CONSIGNES =>
(a) Répondez à ces questions sur la notice consacrée à Jacob Grossaug :
(i) En quelle année arrive-t-il en France ?
(ii) Quel métier exerce-t-il à Nancy ?
(iii) Quel numéro porte-t-il sur la liste matricule ?
(b) Dans la notice consacrée à Jacob Grossaug, recopiez le passage qui s'ouvre sur les mots contenant "11è REI, EVDG, juif" et se clôt sur "de Sarolta Metz.", en substituant "la capitale hongroise" à "Budapest".

EXTRAIT DE PAGE =>
■ ■ ■ ■ ■ ■ ■

ENTRE LOS MUROS DEL OLVIDO, Ramón García Martínez, esperanza y superación tras sobrevivir a los 186 escalones del campo de mauthausen (Juan de Sola)
11è REI, EVDG, juif
Origines et arrivée en France
Jacob Grossaug (orthographié aussi Grossang), né le 1er janvier 1902 à Budapest, est le fils d’Eisig Grossaug, décédé en 1929 à Budapest, et de Sarolta Metz.
Il appartient à une fratrie nombreuse : Jozsa Aranka (née en 1884), Armin (1900, marié en 1920 puis en 1932 en Hongrie), Aranka (1906), Ilona (1909, mariée en 1943 en Hongrie), Janka (1911) et Zita (1914).
Issu d’une famille juive d’Europe centrale, il passe son enfance à Kispest, faubourg de Budapest, où il ne dispose pas d’un emploi stable avant son départ. Il arrive en France en 1926 et s’installe d’abord à Merlebach (Moselle), au cœur du bassin minier, avant de gagner Nancy en 1932.
Parcours professionnel et vie familiale
En Lorraine, Jacob Grossaug travaille d’abord comme mineur à Merlebach ; il est domicilié 18, rue du Nord, cité Hochwald. À Nancy à partir de 1933, il se reconvertit ensuite comme ouvrier tailleur, installé au 24, rue de l’Équitation.
Le 6 août 1934, il épouse à Nancy Fradel Anger, née le 24 avril 1911 à Nowy Sącz (Pologne), de nationalité polonaise. Le couple a deux enfants, Léon, né le 27 mai 1935, et Anna, née le 7 juillet 1938, tous deux à Nancy et français par déclaration.
Engagement au 11è REI et captivité
À la mobilisation, Jacob Grossaug s’engage volontairement « pour la durée de la guerre » à Nancy, où il porte le numéro 728 sur la liste matricule.

■ ■ ■ ■ ■ ■ ■

JEU DE DONNÉES =>

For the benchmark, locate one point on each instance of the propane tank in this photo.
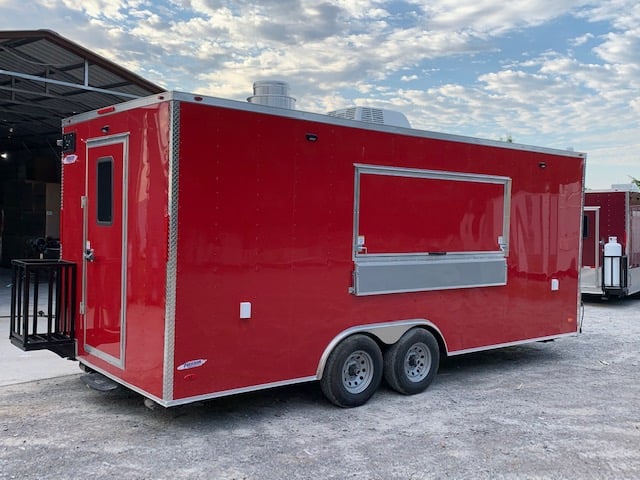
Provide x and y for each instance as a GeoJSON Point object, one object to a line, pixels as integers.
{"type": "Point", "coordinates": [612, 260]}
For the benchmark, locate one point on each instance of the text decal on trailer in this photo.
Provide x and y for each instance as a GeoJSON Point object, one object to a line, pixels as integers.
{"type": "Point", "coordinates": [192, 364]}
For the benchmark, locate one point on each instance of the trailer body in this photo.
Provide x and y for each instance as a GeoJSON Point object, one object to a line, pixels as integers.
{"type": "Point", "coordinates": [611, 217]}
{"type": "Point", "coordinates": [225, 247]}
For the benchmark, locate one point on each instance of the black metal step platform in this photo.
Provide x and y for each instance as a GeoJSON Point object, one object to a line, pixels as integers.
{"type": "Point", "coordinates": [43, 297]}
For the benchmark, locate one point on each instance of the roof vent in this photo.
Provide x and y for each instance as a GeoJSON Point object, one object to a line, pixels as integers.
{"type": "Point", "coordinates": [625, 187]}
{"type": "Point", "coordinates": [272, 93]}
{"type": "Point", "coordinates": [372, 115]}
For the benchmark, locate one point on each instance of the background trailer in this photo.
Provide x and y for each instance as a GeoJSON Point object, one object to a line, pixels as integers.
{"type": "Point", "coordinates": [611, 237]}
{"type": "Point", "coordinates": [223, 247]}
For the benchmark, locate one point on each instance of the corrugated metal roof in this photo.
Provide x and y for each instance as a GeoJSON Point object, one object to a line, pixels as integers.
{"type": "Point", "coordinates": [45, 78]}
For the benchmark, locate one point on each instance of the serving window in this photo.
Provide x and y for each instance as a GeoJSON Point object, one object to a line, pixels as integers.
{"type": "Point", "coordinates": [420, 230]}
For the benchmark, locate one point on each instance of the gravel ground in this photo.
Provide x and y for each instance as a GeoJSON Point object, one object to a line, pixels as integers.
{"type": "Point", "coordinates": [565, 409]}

■ ■ ■ ■ ■ ■ ■

RÉPONSES =>
(a)
(i) En 1926.
(ii) Ouvrier tailleur.
(iii) Le numéro 728.

(b)
11è REI, EVDG, juif
Origines et arrivée en France
Jacob Grossaug (orthographié aussi Grossang), né le 1er janvier 1902 à la capitale hongroise, est le fils d’Eisig Grossaug, décédé en 1929 à la capitale hongroise, et de Sarolta Metz.